Can you set out the lines below as a numbered list, omitting any blank lines?

> [Record set]
--- Start ---

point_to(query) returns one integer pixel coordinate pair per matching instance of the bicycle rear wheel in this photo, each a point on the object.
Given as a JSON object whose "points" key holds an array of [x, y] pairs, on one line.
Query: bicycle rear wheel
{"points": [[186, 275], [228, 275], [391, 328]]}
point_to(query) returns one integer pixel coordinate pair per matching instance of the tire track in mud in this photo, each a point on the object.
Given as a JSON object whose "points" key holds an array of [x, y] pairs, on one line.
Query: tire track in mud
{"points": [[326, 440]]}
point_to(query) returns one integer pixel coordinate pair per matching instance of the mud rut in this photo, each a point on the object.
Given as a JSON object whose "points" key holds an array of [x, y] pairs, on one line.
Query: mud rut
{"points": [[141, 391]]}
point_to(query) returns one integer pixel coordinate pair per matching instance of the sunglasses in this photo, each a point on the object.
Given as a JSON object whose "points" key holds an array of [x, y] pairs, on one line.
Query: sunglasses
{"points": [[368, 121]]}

--- End ---

> [Response to this exercise]
1. point_to(query) returns one integer pixel coordinate pair per matching instance of the bicycle rear wheel in this photo, each a point on the object.
2. Given as a JSON object whose "points" key holds an array of [x, y] pairs, on one line.
3. Query: bicycle rear wheel
4. {"points": [[186, 275], [228, 275], [391, 328]]}
5. point_to(query) returns one integer pixel coordinate pair per matching instance of the tire track in mud in this photo, each a point on the object.
6. Given as a JSON object whose "points" key holds an array of [x, y] pairs, on one line.
7. Query: tire track in mud
8. {"points": [[326, 440]]}
9. point_to(query) returns one integer pixel coordinate pair per matching instance of the mud rut in this photo, each a point on the object.
10. Given as a JSON object whose "points" key holds an array of [x, y] pairs, on one line.
11. Query: mud rut
12. {"points": [[141, 391]]}
13. point_to(query) returns one integer pixel coordinate pair per matching instance of the sunglasses in this photo, each a point on the object.
14. Given as a JSON object whose "points" key holds an array of [x, y] pairs, on one line.
15. Query: sunglasses
16. {"points": [[368, 121]]}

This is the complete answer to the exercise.